(Excerpts of annotation records)
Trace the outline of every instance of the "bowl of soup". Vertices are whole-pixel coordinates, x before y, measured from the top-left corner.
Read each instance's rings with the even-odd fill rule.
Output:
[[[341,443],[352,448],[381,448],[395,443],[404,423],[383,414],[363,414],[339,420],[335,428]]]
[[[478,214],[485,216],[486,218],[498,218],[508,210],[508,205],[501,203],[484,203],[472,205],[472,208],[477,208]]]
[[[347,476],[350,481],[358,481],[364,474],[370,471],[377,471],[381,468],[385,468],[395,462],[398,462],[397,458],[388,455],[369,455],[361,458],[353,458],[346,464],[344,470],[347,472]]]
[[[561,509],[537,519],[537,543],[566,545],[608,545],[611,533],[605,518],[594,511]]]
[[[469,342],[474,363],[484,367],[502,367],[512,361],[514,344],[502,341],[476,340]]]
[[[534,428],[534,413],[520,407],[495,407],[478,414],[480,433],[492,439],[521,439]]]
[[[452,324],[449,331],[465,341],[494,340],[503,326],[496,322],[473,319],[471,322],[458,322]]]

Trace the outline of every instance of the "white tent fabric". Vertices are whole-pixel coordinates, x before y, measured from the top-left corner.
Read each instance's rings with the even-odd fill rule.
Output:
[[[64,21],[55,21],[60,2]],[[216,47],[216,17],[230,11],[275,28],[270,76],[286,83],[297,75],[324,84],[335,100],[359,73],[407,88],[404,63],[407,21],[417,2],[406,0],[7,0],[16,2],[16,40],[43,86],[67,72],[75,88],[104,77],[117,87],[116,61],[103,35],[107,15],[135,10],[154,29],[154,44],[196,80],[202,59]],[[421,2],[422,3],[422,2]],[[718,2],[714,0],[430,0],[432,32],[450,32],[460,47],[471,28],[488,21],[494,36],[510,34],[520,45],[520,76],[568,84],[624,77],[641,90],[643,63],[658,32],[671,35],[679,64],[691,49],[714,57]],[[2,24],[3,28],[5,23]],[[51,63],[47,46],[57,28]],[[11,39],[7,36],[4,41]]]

__Request__. In the listing above, count the lines that contain the string "Vertices", treating uppercase and lowercase as different. Reply with the number alone.

__Full response__. 2